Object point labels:

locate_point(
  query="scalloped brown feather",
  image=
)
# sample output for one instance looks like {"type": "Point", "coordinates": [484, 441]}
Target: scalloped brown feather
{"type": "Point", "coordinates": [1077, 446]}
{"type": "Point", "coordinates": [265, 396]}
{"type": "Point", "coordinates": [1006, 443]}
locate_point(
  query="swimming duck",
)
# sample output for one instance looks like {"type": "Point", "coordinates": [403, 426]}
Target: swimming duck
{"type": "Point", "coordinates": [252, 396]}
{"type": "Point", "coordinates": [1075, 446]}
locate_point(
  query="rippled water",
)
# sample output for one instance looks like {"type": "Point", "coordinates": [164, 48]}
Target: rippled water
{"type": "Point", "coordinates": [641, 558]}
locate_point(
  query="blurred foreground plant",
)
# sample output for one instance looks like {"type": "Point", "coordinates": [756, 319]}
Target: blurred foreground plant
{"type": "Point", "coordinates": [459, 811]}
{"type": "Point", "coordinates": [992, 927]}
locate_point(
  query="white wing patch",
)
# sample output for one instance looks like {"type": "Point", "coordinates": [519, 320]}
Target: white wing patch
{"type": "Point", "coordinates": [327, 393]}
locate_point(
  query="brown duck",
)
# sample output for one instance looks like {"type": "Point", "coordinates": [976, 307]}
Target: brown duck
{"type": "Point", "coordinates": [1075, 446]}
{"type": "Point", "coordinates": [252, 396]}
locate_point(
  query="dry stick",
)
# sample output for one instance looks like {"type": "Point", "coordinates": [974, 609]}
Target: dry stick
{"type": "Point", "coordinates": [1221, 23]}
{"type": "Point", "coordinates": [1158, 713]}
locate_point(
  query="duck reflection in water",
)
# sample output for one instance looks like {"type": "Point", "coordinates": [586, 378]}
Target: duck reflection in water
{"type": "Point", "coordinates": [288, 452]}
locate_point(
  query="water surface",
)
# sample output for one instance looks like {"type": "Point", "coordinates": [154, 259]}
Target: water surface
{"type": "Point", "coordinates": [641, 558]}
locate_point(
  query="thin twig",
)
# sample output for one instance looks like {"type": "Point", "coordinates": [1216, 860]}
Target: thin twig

Work to complete: Output all of the data again. Match it exactly.

Worked answer:
locate_point(
  query="scalloped brown feather",
  image=
)
# sample output for one instance looks like {"type": "Point", "coordinates": [484, 441]}
Target: scalloped brown feather
{"type": "Point", "coordinates": [1077, 446]}
{"type": "Point", "coordinates": [265, 396]}
{"type": "Point", "coordinates": [1006, 443]}
locate_point(
  query="swimming duck",
)
# sample output for one instance looks like {"type": "Point", "coordinates": [403, 426]}
Target: swimming duck
{"type": "Point", "coordinates": [252, 396]}
{"type": "Point", "coordinates": [1075, 446]}
locate_point(
  query="rippled water",
)
# sample output for one instance looks like {"type": "Point", "coordinates": [164, 48]}
Target: rippled water
{"type": "Point", "coordinates": [641, 558]}
locate_point(
  query="blurred foreground plant",
)
# sample output for one instance looks like {"type": "Point", "coordinates": [756, 319]}
Target: blurred foreground plant
{"type": "Point", "coordinates": [459, 811]}
{"type": "Point", "coordinates": [992, 927]}
locate_point(
  query="white wing patch",
)
# sample output for one instance looks like {"type": "Point", "coordinates": [519, 320]}
Target: white wing patch
{"type": "Point", "coordinates": [327, 393]}
locate_point(
  query="brown duck",
)
# sample output for one instance looks like {"type": "Point", "coordinates": [976, 307]}
Target: brown duck
{"type": "Point", "coordinates": [1075, 446]}
{"type": "Point", "coordinates": [252, 396]}
locate_point(
  query="dry stick",
)
# sample output for one instance looks like {"type": "Point", "coordinates": [974, 609]}
Target: dry stick
{"type": "Point", "coordinates": [1221, 23]}
{"type": "Point", "coordinates": [1158, 713]}
locate_point(
  query="duck reflection in water",
)
# sample output for one instance looks like {"type": "Point", "coordinates": [586, 378]}
Target: duck reflection in water
{"type": "Point", "coordinates": [288, 452]}
locate_point(
  query="water surface",
)
# sample output for one instance looks like {"type": "Point", "coordinates": [154, 259]}
Target: water surface
{"type": "Point", "coordinates": [641, 558]}
locate_point(
  query="thin twig",
)
# sample output for one instance looks like {"type": "Point", "coordinates": [1216, 860]}
Target: thin twig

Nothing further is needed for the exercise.